***** Textauszug *****
Die schwarze Grippe
Dies ist eine Rezension aus Der phantastische Bücherbriefdem monatlich von 1980 bis 2021 erschienenen Newsletter vom Club für phantastische Literatur von Erik Schreiber. |
Schon um 1350 nutzt der italienische Schriftsteller Giovanni Boccaccio in seinem Hauptwerk Il Decamerone die Pest als Hintergrund: Leute flüchten vor dem Schwarzen Tod in ein Landhaus bei Florenz und erzählen einander Geschichten. Seit Ausbruch von Covid-19 sind nicht nur Epidemien und Pandemien in aller Munde, Bücher wie Die Pest von Albert Camus oder Die Pest zu London von Daniel Defoe erleben eine ungeahnte Renaissance. Weltuntergangsszenarien sind der Science Fiction nicht fremd und erfreuen sich seit Jahrzehnten einer gewissen Beliebtheit. Im vorliegenden Band versammelt der Herausgeber und Edition-Phantasia-Verleger Joachim Körber zehn Geschichten und ein Gedicht rund um das Thema Weltuntergang durch Seuchen, Pandemien und tödliche Viren, darunter Klassiker von Friedrich Schiller, Edgar Allan Poe und Jack London, aber auch deutsche Erstveröffentlichungen von Lafcadio Hearn, Fred M. White, Edgar Wallace, Teddy Keller, J. F. Bone, Greg Egan, Tananarive Due und Richard Kadrey. (Verlagstext)
***** Bereitgestellte Datensätze *****
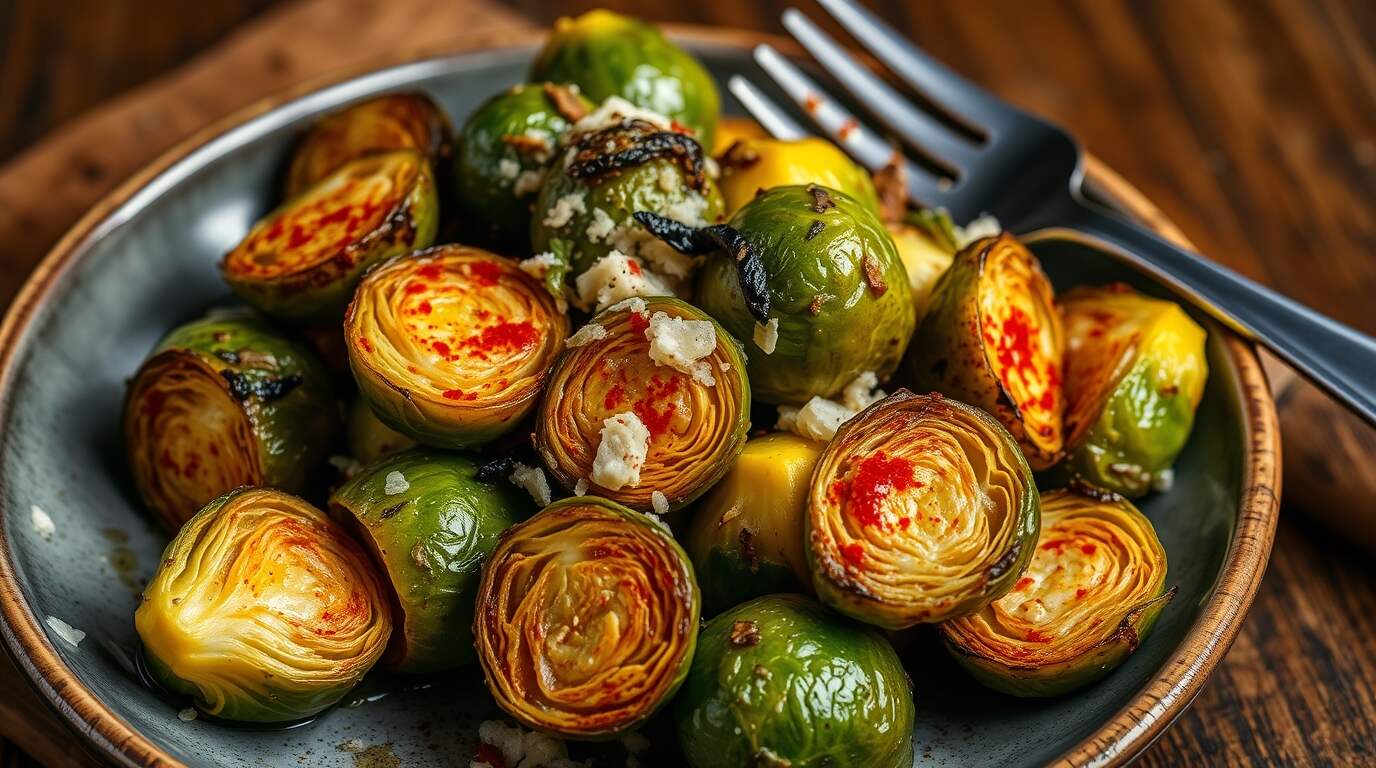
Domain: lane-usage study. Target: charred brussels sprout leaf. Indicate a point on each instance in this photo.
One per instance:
(1089, 598)
(783, 681)
(263, 610)
(586, 618)
(395, 121)
(504, 150)
(992, 337)
(607, 54)
(1134, 375)
(303, 260)
(452, 346)
(746, 533)
(224, 402)
(838, 293)
(429, 523)
(921, 509)
(761, 164)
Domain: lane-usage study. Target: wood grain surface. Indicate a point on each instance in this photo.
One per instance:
(1251, 123)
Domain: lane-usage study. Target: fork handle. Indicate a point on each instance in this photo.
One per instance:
(1338, 358)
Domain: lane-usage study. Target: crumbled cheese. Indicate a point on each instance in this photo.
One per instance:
(395, 483)
(531, 479)
(683, 344)
(586, 335)
(564, 208)
(69, 633)
(41, 522)
(621, 453)
(615, 277)
(767, 335)
(600, 227)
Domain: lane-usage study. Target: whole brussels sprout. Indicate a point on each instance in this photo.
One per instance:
(431, 523)
(452, 346)
(303, 260)
(992, 337)
(783, 681)
(921, 509)
(504, 152)
(1134, 373)
(760, 164)
(746, 533)
(586, 618)
(262, 610)
(607, 54)
(395, 121)
(224, 402)
(1089, 599)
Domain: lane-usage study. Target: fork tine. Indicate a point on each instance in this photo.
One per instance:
(918, 128)
(837, 123)
(928, 76)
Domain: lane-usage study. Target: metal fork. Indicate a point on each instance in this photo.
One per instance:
(1029, 174)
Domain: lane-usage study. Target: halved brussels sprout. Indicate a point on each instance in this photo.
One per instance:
(812, 278)
(504, 152)
(224, 402)
(429, 523)
(651, 397)
(452, 346)
(760, 164)
(607, 54)
(611, 172)
(303, 260)
(992, 337)
(263, 610)
(1134, 375)
(1090, 596)
(921, 509)
(586, 618)
(782, 681)
(395, 121)
(746, 533)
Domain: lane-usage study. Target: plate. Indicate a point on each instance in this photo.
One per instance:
(143, 260)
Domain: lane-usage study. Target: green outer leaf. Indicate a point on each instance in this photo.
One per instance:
(431, 540)
(853, 331)
(607, 54)
(816, 690)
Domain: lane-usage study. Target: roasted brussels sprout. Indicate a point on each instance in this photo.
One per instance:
(783, 681)
(992, 337)
(812, 278)
(746, 533)
(607, 54)
(452, 346)
(586, 618)
(1090, 596)
(1134, 375)
(921, 509)
(614, 168)
(303, 260)
(395, 121)
(224, 402)
(504, 152)
(760, 164)
(647, 406)
(429, 523)
(263, 610)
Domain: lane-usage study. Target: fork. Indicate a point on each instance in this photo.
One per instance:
(1029, 174)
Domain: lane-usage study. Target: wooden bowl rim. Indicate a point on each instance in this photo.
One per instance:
(1116, 742)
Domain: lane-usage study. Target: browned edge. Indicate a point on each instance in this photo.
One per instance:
(1115, 743)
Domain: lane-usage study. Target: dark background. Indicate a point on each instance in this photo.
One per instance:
(1251, 123)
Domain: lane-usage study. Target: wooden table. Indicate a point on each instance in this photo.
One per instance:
(1251, 123)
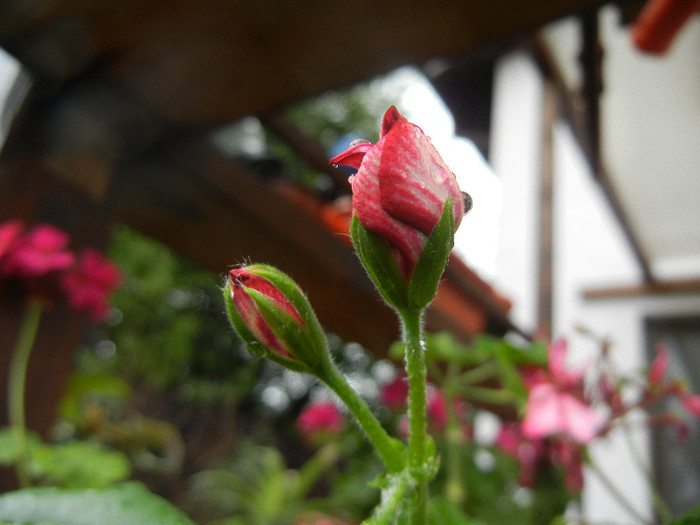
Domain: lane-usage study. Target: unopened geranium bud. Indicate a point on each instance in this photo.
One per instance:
(274, 318)
(407, 206)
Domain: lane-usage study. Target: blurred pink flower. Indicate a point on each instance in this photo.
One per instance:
(320, 420)
(41, 250)
(90, 282)
(658, 367)
(551, 411)
(528, 452)
(568, 456)
(556, 405)
(9, 231)
(691, 402)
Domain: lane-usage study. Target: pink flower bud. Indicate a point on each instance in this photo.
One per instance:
(401, 187)
(242, 280)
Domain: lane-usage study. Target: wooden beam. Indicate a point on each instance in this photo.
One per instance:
(582, 124)
(206, 63)
(675, 287)
(545, 254)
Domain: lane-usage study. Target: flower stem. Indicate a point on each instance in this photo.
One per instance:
(385, 446)
(412, 323)
(614, 491)
(16, 385)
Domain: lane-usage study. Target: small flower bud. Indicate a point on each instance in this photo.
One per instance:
(274, 318)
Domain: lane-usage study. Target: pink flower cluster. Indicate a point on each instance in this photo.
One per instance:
(562, 416)
(40, 261)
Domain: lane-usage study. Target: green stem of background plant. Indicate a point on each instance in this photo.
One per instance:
(412, 324)
(16, 385)
(385, 445)
(455, 489)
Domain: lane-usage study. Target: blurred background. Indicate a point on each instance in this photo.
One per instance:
(184, 138)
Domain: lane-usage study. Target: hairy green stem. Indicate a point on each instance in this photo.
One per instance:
(16, 385)
(385, 445)
(412, 324)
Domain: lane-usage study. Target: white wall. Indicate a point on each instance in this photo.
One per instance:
(589, 251)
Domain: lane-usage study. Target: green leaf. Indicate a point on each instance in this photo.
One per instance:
(442, 511)
(381, 265)
(78, 465)
(128, 503)
(432, 261)
(8, 447)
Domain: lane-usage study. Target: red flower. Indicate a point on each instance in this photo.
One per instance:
(41, 250)
(9, 231)
(691, 402)
(320, 420)
(401, 187)
(90, 282)
(242, 278)
(556, 406)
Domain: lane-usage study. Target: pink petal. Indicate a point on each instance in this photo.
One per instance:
(550, 412)
(658, 367)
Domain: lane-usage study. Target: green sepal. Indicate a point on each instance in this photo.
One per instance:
(297, 299)
(432, 261)
(380, 264)
(294, 336)
(239, 326)
(306, 342)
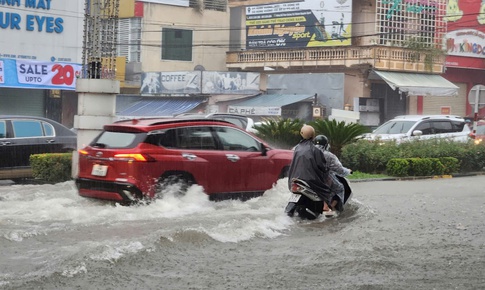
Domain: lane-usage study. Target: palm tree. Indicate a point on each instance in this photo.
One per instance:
(338, 133)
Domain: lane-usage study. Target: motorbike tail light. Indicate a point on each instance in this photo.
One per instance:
(134, 157)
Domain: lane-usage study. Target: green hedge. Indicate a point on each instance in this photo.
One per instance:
(422, 166)
(373, 156)
(52, 167)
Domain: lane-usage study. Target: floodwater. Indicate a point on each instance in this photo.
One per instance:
(420, 234)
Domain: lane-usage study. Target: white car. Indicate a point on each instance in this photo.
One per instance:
(412, 127)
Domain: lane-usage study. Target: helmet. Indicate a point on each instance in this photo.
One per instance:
(321, 140)
(307, 132)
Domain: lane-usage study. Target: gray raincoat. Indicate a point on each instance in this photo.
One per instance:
(309, 165)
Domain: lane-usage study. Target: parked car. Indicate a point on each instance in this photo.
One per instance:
(412, 127)
(241, 121)
(136, 159)
(479, 134)
(22, 136)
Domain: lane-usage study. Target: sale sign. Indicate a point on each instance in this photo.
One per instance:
(1, 72)
(35, 74)
(47, 73)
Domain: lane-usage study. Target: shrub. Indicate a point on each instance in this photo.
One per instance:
(398, 167)
(338, 133)
(370, 157)
(451, 164)
(373, 156)
(281, 133)
(51, 167)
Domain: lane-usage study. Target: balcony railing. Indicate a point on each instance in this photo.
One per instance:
(378, 57)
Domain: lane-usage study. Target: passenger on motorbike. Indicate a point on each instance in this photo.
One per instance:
(335, 167)
(309, 165)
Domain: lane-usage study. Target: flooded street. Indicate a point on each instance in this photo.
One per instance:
(421, 234)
*****
Aufgabenübersicht —
[1] Was versammelt Joachim Körber laut der Rezension zur Seuchen-Anthologie im vorliegenden Band?
[2] Erweitern Sie die Rezension zur Seuchen-Anthologie, indem Sie sie im Anschluss an ihren letzten Satz fortsetzen.

Lösungen —
[1] Zehn Geschichten und ein Gedicht rund um das Thema Weltuntergang durch Seuchen, Pandemien und tödliche Viren.

[2]
Mit der vorliegenden Sammlung, die den treffenden Untertitel "Das kleine Corona Weltuntergangs-Lesebuch" trägt, hat Joachim Körber den richtigen Zeitpunkt ausgewählt. Draussen, im echten Leben tobt eine Pandemie. In dieser Kurzgeschichtensammlung toben Seuchen, Pest und Cholera und andere sich schnell verbreitende Erkrankungen. Dabei reicht die Bandbreite der Kurzgeschichten vom Jahr 1732, beginnend bei Friedrich Schiller und endet, vorläufig, mit Richard Kadrey, im Jahr 2021.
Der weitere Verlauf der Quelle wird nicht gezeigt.